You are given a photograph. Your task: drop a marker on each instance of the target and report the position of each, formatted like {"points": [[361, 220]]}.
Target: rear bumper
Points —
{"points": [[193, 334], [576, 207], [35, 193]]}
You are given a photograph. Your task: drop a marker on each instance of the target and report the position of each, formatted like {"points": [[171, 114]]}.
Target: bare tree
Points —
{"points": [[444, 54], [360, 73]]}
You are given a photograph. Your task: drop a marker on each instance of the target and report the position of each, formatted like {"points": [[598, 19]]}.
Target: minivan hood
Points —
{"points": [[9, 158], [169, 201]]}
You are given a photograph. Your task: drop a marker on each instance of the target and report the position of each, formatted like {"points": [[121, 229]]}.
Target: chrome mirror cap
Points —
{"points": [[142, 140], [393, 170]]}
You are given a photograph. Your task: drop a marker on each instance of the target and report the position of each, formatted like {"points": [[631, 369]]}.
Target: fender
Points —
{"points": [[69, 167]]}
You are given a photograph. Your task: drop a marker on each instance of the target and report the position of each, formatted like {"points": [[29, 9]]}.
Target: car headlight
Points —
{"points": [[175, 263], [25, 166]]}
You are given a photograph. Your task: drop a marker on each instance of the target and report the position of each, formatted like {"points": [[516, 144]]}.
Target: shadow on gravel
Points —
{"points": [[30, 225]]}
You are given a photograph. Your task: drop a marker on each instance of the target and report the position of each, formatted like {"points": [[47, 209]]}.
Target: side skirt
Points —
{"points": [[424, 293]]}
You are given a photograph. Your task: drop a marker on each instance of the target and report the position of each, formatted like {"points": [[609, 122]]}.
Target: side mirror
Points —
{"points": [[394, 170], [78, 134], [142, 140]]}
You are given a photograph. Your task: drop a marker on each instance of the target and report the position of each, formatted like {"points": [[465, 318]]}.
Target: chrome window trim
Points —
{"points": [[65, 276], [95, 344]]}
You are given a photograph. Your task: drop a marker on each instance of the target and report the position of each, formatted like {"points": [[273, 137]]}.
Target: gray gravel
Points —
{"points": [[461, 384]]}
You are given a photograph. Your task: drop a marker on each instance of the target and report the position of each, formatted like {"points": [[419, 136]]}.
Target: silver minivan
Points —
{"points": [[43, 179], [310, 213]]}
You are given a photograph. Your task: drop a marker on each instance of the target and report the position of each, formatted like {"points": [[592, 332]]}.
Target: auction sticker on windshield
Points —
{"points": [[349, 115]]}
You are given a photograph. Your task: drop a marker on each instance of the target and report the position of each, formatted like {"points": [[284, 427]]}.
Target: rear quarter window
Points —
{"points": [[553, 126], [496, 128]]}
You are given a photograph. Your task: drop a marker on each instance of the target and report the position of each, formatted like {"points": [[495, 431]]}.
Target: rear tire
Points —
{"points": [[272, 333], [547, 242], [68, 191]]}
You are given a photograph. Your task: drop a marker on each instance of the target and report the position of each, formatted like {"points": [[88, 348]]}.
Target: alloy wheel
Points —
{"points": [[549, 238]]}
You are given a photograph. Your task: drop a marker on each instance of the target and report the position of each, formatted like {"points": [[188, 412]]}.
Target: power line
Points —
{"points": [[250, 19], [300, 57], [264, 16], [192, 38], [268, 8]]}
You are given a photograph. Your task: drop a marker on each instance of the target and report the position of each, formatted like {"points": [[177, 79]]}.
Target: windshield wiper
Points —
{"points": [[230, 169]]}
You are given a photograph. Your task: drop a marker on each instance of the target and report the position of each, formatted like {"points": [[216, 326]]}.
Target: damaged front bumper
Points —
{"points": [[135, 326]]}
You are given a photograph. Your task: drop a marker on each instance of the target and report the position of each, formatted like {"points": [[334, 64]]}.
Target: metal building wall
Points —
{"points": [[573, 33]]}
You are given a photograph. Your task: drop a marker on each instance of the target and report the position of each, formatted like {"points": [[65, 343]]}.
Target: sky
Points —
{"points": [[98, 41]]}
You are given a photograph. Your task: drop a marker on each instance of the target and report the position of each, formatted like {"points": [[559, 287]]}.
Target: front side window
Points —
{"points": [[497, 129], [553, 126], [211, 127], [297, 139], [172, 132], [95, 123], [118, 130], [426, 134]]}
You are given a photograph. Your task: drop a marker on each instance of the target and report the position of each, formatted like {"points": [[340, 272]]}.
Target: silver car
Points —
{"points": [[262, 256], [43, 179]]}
########
THE TASK | Everything in the listing must be written out again without any change.

THE COMPLETED TASK |
You are given a photograph. Your task: drop a marker on each instance of the target and report the position of each, formatted like {"points": [[361, 220]]}.
Target: rear bumper
Points —
{"points": [[193, 334], [576, 207], [35, 193]]}
You are given a photograph. Your task: drop a marker on each instance of the target and report the position of each, formatted like {"points": [[171, 114]]}.
Target: bare tree
Points —
{"points": [[444, 54], [360, 73]]}
You are given a photograph. Your task: drop a marker on each instance of the target and report the position of each, formatted like {"points": [[598, 19]]}.
Target: minivan hood
Points —
{"points": [[9, 158], [169, 201]]}
You are given a photograph. Your task: drop a marker on each instance of the target and report the position of each, formatted like {"points": [[121, 229]]}.
Target: chrome mirror cap
Points —
{"points": [[142, 140], [393, 170]]}
You are given a photograph. Your task: drop a marker on each instance of the target and report the position of each, formatted like {"points": [[631, 369]]}.
Target: fender
Points —
{"points": [[69, 167]]}
You are given a photograph. Your task: drop a marker on each instance of the target and report the position of each, formatted like {"points": [[29, 9]]}.
Target: car headlight
Points —
{"points": [[175, 263], [25, 166]]}
You are given a photograph. Your task: drop a marker on each instance of the target and report the position of each, formatted like {"points": [[516, 144]]}.
Target: shadow on gravel
Points —
{"points": [[30, 225]]}
You are given a photograph. Your task: drop a marker on each instance of the target and report the position of each, formatted like {"points": [[47, 209]]}.
Target: side skirt
Points —
{"points": [[424, 293]]}
You are given a photograph. Your task: drop a marker on each instance of the target and report the position of each, formatted like {"points": [[609, 122]]}.
Target: side mirror
Points —
{"points": [[394, 170], [78, 134], [142, 140]]}
You are given a photograph. Your task: drop a marker on each instance of the target and report the position of each, formatted like {"points": [[465, 318]]}.
Target: chrome window trim
Points —
{"points": [[65, 276], [95, 344]]}
You are given a photograph. Your task: drop a marker on each instance of the target and report the position of each, formatted like {"points": [[273, 137]]}.
Target: gray gravel
Points —
{"points": [[461, 384]]}
You are given a photograph. Your task: drop a marker on each instance of the target and report the position of each, formatted like {"points": [[419, 136]]}.
Target: silver minivan
Points —
{"points": [[43, 179], [310, 213]]}
You are given a photograph. Your task: drop a marker on each instance of the target and report the position of each, formatted like {"points": [[592, 332]]}.
Target: auction sticker on windshield
Points —
{"points": [[349, 115]]}
You are given a photograph. Your task: drop a marker on each instance of the target and report the position of each, formatted like {"points": [[284, 427]]}.
Target: rear quarter window
Points —
{"points": [[553, 126], [496, 128]]}
You are given a photograph. Your task: drop a marker on each instance of the target and report the position of each, formatted like {"points": [[495, 431]]}.
Target: rear tire
Points —
{"points": [[272, 333], [547, 242], [68, 191]]}
You are given a photograph. Your task: drop a marker on each instance of the target and report the position of each, formatted like {"points": [[88, 348]]}.
Target: alloy wheel
Points —
{"points": [[549, 238]]}
You are given a photograph. Your task: drop a marker on each instance of the target and report the position of each, formatted like {"points": [[188, 412]]}.
Target: power line
Points —
{"points": [[250, 19], [300, 57], [264, 16], [192, 38], [268, 8]]}
You are given a photograph. Your task: drop a marker on each instance of the target and report the position of each, formatted like {"points": [[177, 79]]}.
Target: windshield wiper
Points —
{"points": [[230, 169]]}
You are given a photograph. Your task: drop a marker on each instance of the target and report the position of each, formatted like {"points": [[216, 326]]}.
Target: damaged front bumper
Points —
{"points": [[135, 326]]}
You are given a photograph. Your task: drop a marker on each instance of the target and report the position of each, formatted like {"points": [[334, 64]]}.
Target: metal building wall
Points —
{"points": [[573, 33]]}
You are given a photograph. Your task: drop a marker on each instance of the target and report the position of each, formatted like {"points": [[65, 343]]}.
Target: sky
Points —
{"points": [[98, 41]]}
You are given a photograph. Your task: drop a marker on each instance of the target and report the position of each, formatted like {"points": [[559, 287]]}.
Target: front side window
Points —
{"points": [[497, 129], [553, 126], [211, 127], [297, 139], [172, 132], [95, 123], [118, 130], [426, 134]]}
You are given a photograph. Your task: drop a marker on each instance of the target and report the position of each, formatted like {"points": [[340, 272]]}.
Target: silver car
Points —
{"points": [[262, 256], [43, 179]]}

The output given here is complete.